- [Requirements] Reproduce the data below with "mark the region" changed to "outline the region" everywhere it appears, keeping every other character the same.

- [Provided material]
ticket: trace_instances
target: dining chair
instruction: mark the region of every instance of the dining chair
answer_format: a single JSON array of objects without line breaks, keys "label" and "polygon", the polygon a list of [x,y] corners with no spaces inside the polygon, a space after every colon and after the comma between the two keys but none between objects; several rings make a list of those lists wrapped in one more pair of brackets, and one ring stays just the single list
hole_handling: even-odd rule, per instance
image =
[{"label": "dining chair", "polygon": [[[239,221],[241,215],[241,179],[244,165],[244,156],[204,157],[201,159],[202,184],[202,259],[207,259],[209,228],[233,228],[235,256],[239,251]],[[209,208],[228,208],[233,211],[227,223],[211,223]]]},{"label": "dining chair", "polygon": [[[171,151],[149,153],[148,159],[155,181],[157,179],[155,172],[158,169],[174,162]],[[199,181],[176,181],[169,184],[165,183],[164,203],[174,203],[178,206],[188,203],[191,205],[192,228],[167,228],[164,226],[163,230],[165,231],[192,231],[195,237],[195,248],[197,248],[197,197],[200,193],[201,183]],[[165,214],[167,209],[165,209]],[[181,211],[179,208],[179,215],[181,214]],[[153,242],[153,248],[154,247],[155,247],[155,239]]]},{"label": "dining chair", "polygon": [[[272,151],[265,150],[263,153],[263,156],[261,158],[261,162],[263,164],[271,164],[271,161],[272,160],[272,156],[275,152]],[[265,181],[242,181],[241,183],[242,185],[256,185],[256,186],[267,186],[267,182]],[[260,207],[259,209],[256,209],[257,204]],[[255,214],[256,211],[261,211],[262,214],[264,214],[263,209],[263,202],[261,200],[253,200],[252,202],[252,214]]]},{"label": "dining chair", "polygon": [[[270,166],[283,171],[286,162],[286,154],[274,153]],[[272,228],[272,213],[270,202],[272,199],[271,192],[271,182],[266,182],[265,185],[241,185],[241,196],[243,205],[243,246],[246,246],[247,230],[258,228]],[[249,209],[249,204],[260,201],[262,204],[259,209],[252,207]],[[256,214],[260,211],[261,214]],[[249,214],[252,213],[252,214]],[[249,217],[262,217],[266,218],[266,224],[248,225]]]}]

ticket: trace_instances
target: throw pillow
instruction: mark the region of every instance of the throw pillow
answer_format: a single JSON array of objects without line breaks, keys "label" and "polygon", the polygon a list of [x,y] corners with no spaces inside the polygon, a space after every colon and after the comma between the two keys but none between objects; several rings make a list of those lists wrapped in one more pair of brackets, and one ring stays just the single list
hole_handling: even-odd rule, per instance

- [Exercise solution]
ticket: trace_instances
target: dining chair
instruction: outline the region of every instance of the dining chair
answer_format: a single JSON array of objects without line breaks, keys "label" and "polygon", the polygon a list of [x,y] corners with no spaces inside the polygon, a space after every colon and after the comma between the two keys but none between objects; several rings make a list of those lists wrapped in one more pair of brackets, and one ring stays just the single list
hole_handling: even-odd rule, per instance
image =
[{"label": "dining chair", "polygon": [[[239,221],[241,215],[241,179],[244,165],[244,156],[204,157],[201,159],[202,184],[202,259],[207,259],[209,228],[233,228],[235,256],[239,251]],[[209,208],[228,208],[233,211],[227,223],[211,223]]]},{"label": "dining chair", "polygon": [[[171,151],[149,153],[148,159],[155,181],[157,179],[155,172],[158,169],[174,162]],[[199,181],[176,181],[169,184],[165,183],[164,203],[174,203],[178,206],[188,203],[191,205],[192,228],[167,228],[164,226],[163,230],[165,231],[192,231],[195,237],[195,248],[197,248],[197,197],[200,193],[201,183]],[[165,214],[167,209],[165,209]],[[181,211],[179,208],[179,215],[181,214]],[[153,242],[153,248],[154,247],[155,247],[155,239]]]},{"label": "dining chair", "polygon": [[[272,151],[265,150],[263,153],[263,156],[261,158],[261,162],[263,164],[271,164],[271,161],[272,160],[272,156],[275,152]],[[265,181],[242,181],[241,183],[242,185],[256,185],[256,186],[267,186],[267,182]],[[260,207],[259,209],[256,209],[257,204]],[[255,214],[256,211],[261,211],[262,214],[264,214],[263,209],[263,202],[261,200],[253,200],[252,202],[252,214]]]},{"label": "dining chair", "polygon": [[[270,166],[283,171],[286,162],[286,154],[274,153]],[[272,228],[272,213],[270,202],[272,199],[271,192],[271,182],[266,182],[265,185],[241,185],[241,196],[243,205],[243,246],[246,246],[247,230],[258,228]],[[249,209],[249,204],[260,201],[262,204],[259,209],[252,207]],[[256,214],[260,211],[261,214]],[[249,214],[252,213],[252,214]],[[249,217],[262,217],[266,218],[266,224],[248,225]]]}]

ticket: trace_instances
target: throw pillow
instruction: outline the region of every instance of the throw pillow
answer_format: a single JSON array of objects without line breaks, keys "label" and "polygon", the polygon a list of [x,y] corners with no spaces inside the polygon, a space after every colon and after the comma between the two keys but none between objects; several rings make a list of those lists wrapped in one more pair of brackets, and one ring stays just the single list
hole_handling: even-odd rule, per instance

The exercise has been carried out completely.